Report every line of the items below that contains the string "railing", and treat uppercase and lowercase as different.

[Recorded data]
····················
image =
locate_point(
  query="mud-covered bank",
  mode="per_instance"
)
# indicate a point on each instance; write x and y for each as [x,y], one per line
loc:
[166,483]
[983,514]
····················
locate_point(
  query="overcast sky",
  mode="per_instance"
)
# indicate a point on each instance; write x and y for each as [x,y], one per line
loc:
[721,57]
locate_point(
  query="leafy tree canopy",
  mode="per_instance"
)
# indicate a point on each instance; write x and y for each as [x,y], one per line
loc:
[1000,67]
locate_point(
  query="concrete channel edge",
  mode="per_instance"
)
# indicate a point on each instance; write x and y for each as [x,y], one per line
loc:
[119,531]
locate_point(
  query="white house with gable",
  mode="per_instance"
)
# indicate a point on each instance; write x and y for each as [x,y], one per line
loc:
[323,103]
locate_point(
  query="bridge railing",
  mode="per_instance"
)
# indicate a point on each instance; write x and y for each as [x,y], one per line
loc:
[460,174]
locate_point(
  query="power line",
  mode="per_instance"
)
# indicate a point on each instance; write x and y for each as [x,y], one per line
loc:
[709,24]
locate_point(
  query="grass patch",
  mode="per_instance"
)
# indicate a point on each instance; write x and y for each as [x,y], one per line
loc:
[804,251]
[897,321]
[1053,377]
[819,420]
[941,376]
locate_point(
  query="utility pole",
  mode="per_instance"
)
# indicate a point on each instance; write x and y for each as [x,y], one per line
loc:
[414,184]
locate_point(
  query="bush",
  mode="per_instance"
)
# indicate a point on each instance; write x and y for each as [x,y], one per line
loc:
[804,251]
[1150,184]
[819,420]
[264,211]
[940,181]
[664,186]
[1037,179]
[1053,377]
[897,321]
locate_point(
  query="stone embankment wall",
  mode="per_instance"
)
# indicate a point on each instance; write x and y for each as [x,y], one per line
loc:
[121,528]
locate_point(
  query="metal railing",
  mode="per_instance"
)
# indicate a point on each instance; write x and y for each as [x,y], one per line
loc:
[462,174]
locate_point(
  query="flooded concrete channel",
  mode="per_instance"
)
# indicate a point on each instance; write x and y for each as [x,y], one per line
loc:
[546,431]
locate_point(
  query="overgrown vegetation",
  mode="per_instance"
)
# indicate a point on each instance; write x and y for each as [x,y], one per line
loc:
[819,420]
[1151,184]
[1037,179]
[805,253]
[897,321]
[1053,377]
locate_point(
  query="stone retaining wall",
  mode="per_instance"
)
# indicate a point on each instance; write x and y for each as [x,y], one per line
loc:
····················
## SOLUTION
  query="bridge railing",
  query="metal railing",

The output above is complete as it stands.